任务指令:
请修改下面全部记录，把每一处“preceding image”改成“previous image”，其他内容保持原样；答案里不要包含图片。
* * * *
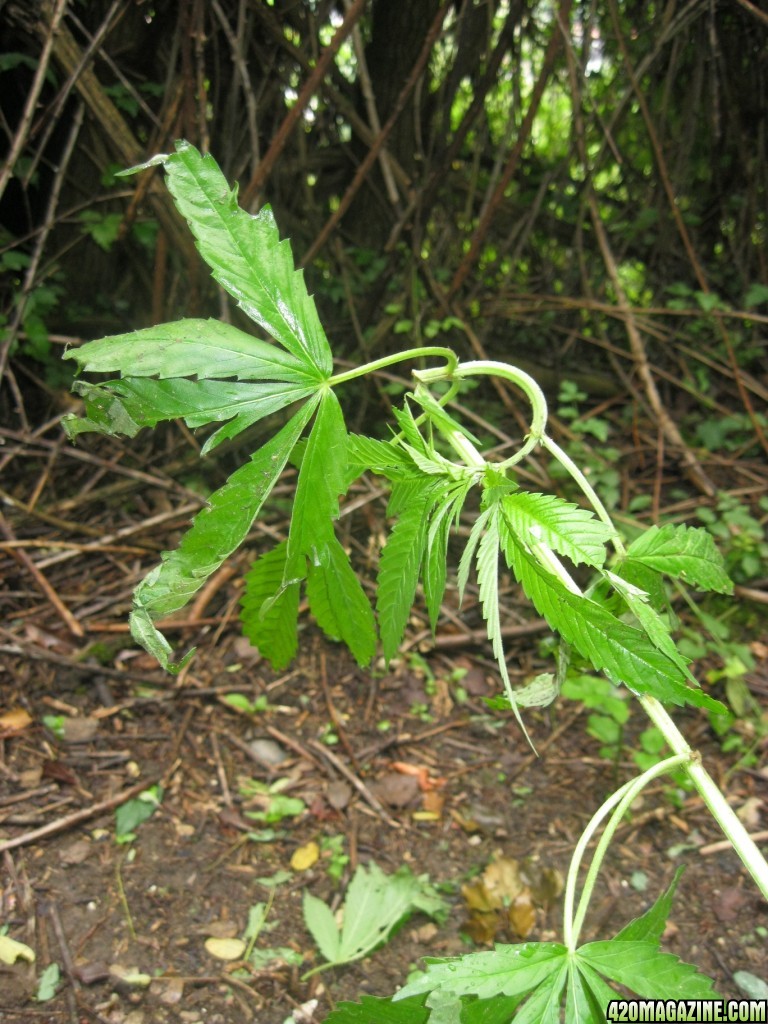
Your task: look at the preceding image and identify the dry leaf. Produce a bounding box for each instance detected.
[206,938,246,961]
[422,790,445,818]
[370,772,419,807]
[291,842,319,871]
[508,892,536,939]
[0,708,33,732]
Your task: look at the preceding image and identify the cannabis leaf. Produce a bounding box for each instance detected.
[501,520,722,712]
[324,995,430,1024]
[65,319,312,384]
[304,861,447,970]
[627,523,733,594]
[376,476,443,662]
[501,490,612,568]
[393,939,716,1024]
[65,142,342,671]
[240,541,300,671]
[306,537,377,666]
[286,391,347,582]
[148,141,333,381]
[131,391,316,672]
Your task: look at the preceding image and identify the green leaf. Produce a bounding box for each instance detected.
[303,889,341,964]
[627,523,733,594]
[376,477,442,662]
[35,964,61,1002]
[304,861,446,966]
[615,867,685,945]
[115,785,163,842]
[394,942,568,1002]
[161,141,333,379]
[502,532,722,712]
[515,962,572,1024]
[460,995,520,1024]
[565,957,616,1024]
[577,939,717,999]
[501,490,612,568]
[347,434,414,480]
[65,377,316,455]
[457,509,493,601]
[240,541,300,671]
[422,477,473,633]
[286,391,348,582]
[131,398,316,672]
[63,319,309,384]
[324,991,430,1024]
[605,571,697,685]
[306,537,377,667]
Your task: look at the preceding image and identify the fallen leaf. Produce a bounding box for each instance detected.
[110,964,152,988]
[205,938,246,961]
[0,935,35,964]
[200,920,238,939]
[370,771,419,807]
[0,708,34,732]
[422,790,445,818]
[58,839,93,866]
[507,892,536,939]
[248,738,288,767]
[409,921,437,944]
[291,842,319,871]
[61,718,98,743]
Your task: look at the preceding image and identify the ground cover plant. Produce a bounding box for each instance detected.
[60,142,768,1024]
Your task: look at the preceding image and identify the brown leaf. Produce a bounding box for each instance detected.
[326,779,352,811]
[462,910,505,945]
[0,708,33,732]
[369,772,419,807]
[508,892,536,939]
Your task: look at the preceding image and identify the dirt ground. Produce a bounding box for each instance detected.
[0,425,768,1024]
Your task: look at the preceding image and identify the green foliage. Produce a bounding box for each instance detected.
[115,785,163,843]
[304,861,447,974]
[67,142,768,1024]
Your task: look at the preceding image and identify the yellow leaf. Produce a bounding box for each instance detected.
[0,708,32,732]
[0,935,35,964]
[291,842,319,871]
[206,938,246,959]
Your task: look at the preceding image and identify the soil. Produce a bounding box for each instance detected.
[0,425,768,1024]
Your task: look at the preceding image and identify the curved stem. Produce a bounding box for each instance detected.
[540,434,626,555]
[563,751,693,952]
[326,345,459,387]
[414,359,547,438]
[635,693,768,900]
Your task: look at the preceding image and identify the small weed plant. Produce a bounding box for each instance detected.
[61,142,768,1024]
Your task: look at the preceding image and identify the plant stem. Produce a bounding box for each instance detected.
[637,693,768,900]
[327,345,459,387]
[541,434,626,555]
[563,752,693,952]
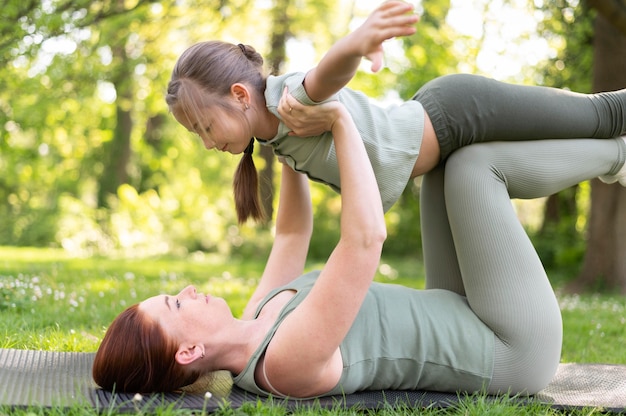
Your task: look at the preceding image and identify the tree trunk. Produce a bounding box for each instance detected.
[98,42,133,207]
[570,15,626,294]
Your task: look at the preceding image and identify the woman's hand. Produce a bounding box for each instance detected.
[278,88,342,137]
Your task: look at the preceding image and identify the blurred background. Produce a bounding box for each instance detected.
[0,0,626,294]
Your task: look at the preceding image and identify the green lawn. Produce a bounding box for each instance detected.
[0,247,626,416]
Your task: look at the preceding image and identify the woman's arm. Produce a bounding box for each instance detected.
[242,164,313,319]
[265,102,386,397]
[304,0,419,102]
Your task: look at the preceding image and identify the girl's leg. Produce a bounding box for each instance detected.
[445,139,626,393]
[414,74,626,160]
[420,164,465,296]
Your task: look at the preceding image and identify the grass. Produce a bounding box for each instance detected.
[0,247,626,416]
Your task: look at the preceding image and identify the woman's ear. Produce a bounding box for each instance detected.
[230,82,252,107]
[176,345,204,365]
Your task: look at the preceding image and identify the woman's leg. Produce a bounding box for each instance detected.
[420,164,465,296]
[445,139,626,393]
[413,74,626,160]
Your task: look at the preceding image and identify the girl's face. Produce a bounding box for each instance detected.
[172,106,254,154]
[139,286,233,344]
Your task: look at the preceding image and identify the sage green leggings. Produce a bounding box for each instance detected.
[420,139,626,393]
[413,74,626,160]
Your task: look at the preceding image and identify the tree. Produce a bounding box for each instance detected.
[571,12,626,294]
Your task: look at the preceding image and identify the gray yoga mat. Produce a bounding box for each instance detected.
[0,349,626,413]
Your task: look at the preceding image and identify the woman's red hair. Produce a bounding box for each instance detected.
[92,305,199,393]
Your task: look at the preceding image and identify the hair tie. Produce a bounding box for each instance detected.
[243,137,254,155]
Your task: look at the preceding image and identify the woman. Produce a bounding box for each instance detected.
[166,0,626,222]
[93,95,626,397]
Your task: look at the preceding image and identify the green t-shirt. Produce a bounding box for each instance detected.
[234,271,494,395]
[259,73,424,212]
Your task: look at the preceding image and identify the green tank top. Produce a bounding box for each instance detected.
[234,271,494,396]
[259,72,424,212]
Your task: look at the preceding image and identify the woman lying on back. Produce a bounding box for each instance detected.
[93,95,626,397]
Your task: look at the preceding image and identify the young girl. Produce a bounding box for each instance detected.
[166,0,626,221]
[93,96,626,397]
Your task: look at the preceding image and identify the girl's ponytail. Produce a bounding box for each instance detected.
[233,138,265,224]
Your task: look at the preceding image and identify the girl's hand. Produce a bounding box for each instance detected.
[278,88,342,137]
[348,0,419,72]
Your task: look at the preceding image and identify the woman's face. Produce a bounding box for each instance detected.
[139,286,233,344]
[172,106,254,154]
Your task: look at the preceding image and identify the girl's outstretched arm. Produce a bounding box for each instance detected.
[304,0,419,102]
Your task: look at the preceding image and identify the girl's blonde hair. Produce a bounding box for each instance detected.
[165,41,266,223]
* * * *
最终答案:
Your task: look at the previous image and identify the dry leaf. Produce a bounding box for each instance detected.
[206,938,246,961]
[422,790,445,818]
[370,772,419,807]
[291,842,319,871]
[508,892,536,939]
[0,708,33,732]
Your task: look at the previous image and identify the cannabis leaf. Produce a bounding box for each instance detected.
[501,520,722,712]
[324,995,430,1024]
[65,319,312,384]
[304,861,447,970]
[627,523,733,594]
[376,476,443,662]
[501,490,612,568]
[393,939,716,1024]
[65,142,342,671]
[240,541,300,671]
[306,537,377,666]
[286,391,347,582]
[148,141,333,381]
[131,391,316,672]
Your task: look at the previous image and identify the green leaf. Produce a bounding box for each instance detected.
[303,889,341,964]
[627,523,733,594]
[376,477,442,662]
[35,964,61,1002]
[304,861,446,966]
[615,867,685,945]
[115,785,163,842]
[394,942,568,1002]
[161,141,333,379]
[502,532,722,712]
[515,962,572,1024]
[460,995,520,1024]
[565,957,616,1024]
[577,939,717,999]
[501,490,612,568]
[347,434,414,480]
[65,377,316,455]
[457,509,493,601]
[240,541,300,671]
[422,477,473,633]
[286,391,348,582]
[131,398,316,672]
[63,319,309,384]
[324,991,430,1024]
[605,571,697,685]
[306,537,377,667]
Your task: look at the previous image and identify the fallen leaf. Produce a bounding box for each instance detected.
[110,964,152,988]
[205,938,246,961]
[0,935,35,964]
[200,920,238,939]
[370,771,419,807]
[0,708,34,732]
[422,790,445,818]
[58,839,93,866]
[507,892,536,939]
[248,738,288,767]
[409,921,437,944]
[291,842,319,871]
[61,718,98,743]
Your task: look at the previous image and identify the ground cover plant. Produce a bounding box for each instance detected.
[60,142,768,1024]
Your task: look at the previous image and identify the brown leaf. Produce a bounding box for each instance detected.
[326,779,352,811]
[462,910,505,945]
[0,708,33,732]
[369,772,419,807]
[508,892,536,939]
Your task: look at the previous image and identify the dirt ground. Produce a bounding box for each instance detected.
[0,425,768,1024]
Your task: look at the previous image and identify the green foliage. Produce a bounding box for each instance detected.
[115,785,163,843]
[304,861,447,974]
[67,142,768,1024]
Your task: look at the previous image and identify the yellow leaf. Produce a bounding box for each instance detected.
[0,708,32,732]
[0,935,35,964]
[291,842,319,871]
[206,938,246,959]
Your task: look at the previous image and identify the soil. Produce a bounding box for each instance detected.
[0,425,768,1024]
Your task: look at the previous image and identify the curved stem. Produce a bounding box for each instance detected.
[540,434,626,555]
[563,751,693,952]
[326,345,459,387]
[414,359,547,438]
[635,693,768,900]
Your task: look at the previous image and identify the small weed plant. Produce a bounding box for each instance detected.
[61,142,768,1024]
Your task: look at the previous image and identify the plant stem. Produce a bounding box for each instance detected.
[637,693,768,900]
[327,345,459,387]
[541,434,626,555]
[563,752,693,952]
Your task: look at the previous image and identify the tree trunk. Produce a bounding box for each instance detected.
[98,42,133,207]
[570,15,626,294]
Your task: look at the previous image and identify the woman's hand. Produce a bounding box for each instance detected.
[278,88,342,137]
Your task: look at the previous image and identify the blurred background. Produce a bounding box for each instance detected.
[0,0,626,294]
Your task: look at the previous image and identify the green lawn. Produce a bounding box for each instance detected.
[0,247,626,416]
Your task: look at the previous image and identify the woman's arm. Produce a bounding box for each instance detected.
[242,164,313,319]
[265,102,386,397]
[304,0,419,102]
Your task: look at the previous image and identify the girl's leg. Produce a bounding box for each instance detected.
[445,139,626,393]
[414,74,626,160]
[420,164,465,296]
Your task: look at the previous image and identify the grass. Produce a bounding box for each instance detected.
[0,247,626,416]
Your task: look at the previous image and identify the woman's ear. Produce a bounding box for each instance detected.
[230,82,252,107]
[176,345,204,365]
Your task: look at the previous image and identify the woman's leg. Produce a bounding box for each instance detected.
[420,164,465,296]
[445,139,626,393]
[413,74,626,160]
Your task: look at the previous image and identify the girl's face. Produce a bounding box for each instance detected.
[172,106,254,154]
[139,286,233,344]
Your task: look at the previous image and identify the sage green leggings. Produce a bounding box for each instance detected.
[420,139,626,393]
[413,74,626,160]
Your task: look at the previous image and identify the tree. Produce a bounding box for each instance detected.
[571,12,626,294]
Your task: look at the previous image and identify the gray yoga mat. Produce a bounding box for each instance detected.
[0,349,626,413]
Your task: look at the previous image and identify the woman's red hair. Produce a bounding box for each instance detected.
[92,305,199,393]
Your task: look at the previous image and identify the hair tie. Produce a bounding box for each instance detected.
[243,137,254,155]
Your task: look at the previous image and identify the woman. Produce a bounding box for each instance detected.
[166,0,626,222]
[93,95,626,397]
Your task: look at the previous image and identify the green t-shirt. Produce a bounding box for each instance detected.
[234,271,494,395]
[259,73,424,212]
Your task: look at the previous image and identify the green tank top. Produce a bounding box for each instance detected.
[234,271,494,396]
[259,72,424,212]
Your task: look at the previous image and identify the woman lying on back. Produce a bounding box for each instance detected.
[93,95,626,397]
Your task: look at the previous image and identify the young girl. Produce a bounding box for each instance detected.
[166,0,626,221]
[93,96,626,397]
Your task: look at the previous image and identify the girl's ponytail. Produce a bounding box for each instance detected.
[233,138,265,224]
Your task: look at the previous image and identify the girl's hand. Produce a bounding box for each instance detected.
[278,88,342,137]
[348,0,419,72]
Your task: look at the previous image and identify the woman's face. Produce a bounding box for each instance detected.
[139,286,233,344]
[172,106,254,154]
Your task: look at the previous image and identify the girl's outstretched arm. Produce a bounding box for each instance detected.
[304,0,419,102]
Your task: look at the previous image and identify the girl's blonde hair. Produce a bounding box for each instance detected.
[165,41,266,223]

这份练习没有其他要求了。